BEGIN Information provided
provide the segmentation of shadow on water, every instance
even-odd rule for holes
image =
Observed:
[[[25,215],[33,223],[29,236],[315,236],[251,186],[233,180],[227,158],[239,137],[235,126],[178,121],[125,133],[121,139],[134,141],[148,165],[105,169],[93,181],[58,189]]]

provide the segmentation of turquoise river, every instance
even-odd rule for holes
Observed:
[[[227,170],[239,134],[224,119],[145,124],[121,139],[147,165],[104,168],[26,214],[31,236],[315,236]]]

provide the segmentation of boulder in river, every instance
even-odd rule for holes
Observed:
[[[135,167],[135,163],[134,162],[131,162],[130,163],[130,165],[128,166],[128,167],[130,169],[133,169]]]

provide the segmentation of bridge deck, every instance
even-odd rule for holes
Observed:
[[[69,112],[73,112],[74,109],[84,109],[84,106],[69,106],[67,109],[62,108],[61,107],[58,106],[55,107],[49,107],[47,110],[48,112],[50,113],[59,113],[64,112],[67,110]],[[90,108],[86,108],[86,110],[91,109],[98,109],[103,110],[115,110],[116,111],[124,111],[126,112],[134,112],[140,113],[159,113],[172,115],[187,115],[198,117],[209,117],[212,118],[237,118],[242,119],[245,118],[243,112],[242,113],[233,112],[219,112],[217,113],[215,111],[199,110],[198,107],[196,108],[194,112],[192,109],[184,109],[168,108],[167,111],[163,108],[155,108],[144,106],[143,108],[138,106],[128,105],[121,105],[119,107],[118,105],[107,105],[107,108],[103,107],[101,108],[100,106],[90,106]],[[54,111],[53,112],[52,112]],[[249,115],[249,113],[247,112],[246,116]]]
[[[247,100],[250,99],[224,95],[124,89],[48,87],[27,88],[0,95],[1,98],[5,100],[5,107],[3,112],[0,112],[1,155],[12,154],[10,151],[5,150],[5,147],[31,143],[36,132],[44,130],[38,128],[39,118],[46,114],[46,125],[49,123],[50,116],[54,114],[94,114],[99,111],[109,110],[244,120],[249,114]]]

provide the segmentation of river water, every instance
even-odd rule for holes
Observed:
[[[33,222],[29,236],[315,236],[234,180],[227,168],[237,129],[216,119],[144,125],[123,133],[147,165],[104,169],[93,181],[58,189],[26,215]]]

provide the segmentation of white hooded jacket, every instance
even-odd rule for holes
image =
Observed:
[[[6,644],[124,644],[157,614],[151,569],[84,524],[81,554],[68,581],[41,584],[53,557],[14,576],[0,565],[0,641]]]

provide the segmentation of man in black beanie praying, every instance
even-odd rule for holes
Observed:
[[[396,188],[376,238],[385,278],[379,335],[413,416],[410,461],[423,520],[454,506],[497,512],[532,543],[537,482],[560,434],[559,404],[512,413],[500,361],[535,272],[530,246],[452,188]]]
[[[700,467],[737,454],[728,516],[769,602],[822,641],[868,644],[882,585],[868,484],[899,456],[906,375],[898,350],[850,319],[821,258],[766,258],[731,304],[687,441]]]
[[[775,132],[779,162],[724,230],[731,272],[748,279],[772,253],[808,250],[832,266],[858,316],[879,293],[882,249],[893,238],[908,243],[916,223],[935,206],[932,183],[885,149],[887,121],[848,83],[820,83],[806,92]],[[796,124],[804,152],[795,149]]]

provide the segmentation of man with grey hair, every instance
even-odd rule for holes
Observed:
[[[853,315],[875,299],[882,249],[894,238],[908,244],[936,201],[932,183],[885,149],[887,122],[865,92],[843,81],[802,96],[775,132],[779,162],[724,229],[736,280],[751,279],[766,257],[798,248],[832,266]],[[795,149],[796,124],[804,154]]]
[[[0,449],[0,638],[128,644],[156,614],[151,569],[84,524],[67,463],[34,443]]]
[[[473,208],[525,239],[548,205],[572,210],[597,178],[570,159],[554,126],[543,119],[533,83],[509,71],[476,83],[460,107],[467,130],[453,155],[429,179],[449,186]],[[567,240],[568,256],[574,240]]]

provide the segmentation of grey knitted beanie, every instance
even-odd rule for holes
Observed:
END Information provided
Beginning at the line that has "provide the segmentation of man with" and going through the end of the records, write those lines out again with "grey" changed to "gray" and everything else left as is.

provide the segmentation of man with gray hair, every instance
even-odd rule for holes
Observed:
[[[853,315],[875,299],[882,249],[894,238],[908,244],[936,201],[932,183],[885,149],[887,122],[865,92],[843,81],[802,96],[775,132],[779,162],[724,229],[736,280],[751,279],[766,257],[798,248],[832,266]],[[795,149],[796,124],[804,154]]]
[[[0,449],[0,638],[128,644],[156,614],[151,569],[84,524],[67,463],[34,443]]]
[[[473,208],[525,239],[548,205],[572,210],[597,178],[570,159],[554,126],[543,119],[533,83],[509,71],[476,83],[460,107],[467,130],[453,155],[429,179],[449,186]],[[567,240],[568,256],[574,240]]]

provide the segmentation of gray knitted beanie, every instance
even-odd rule for holes
Observed:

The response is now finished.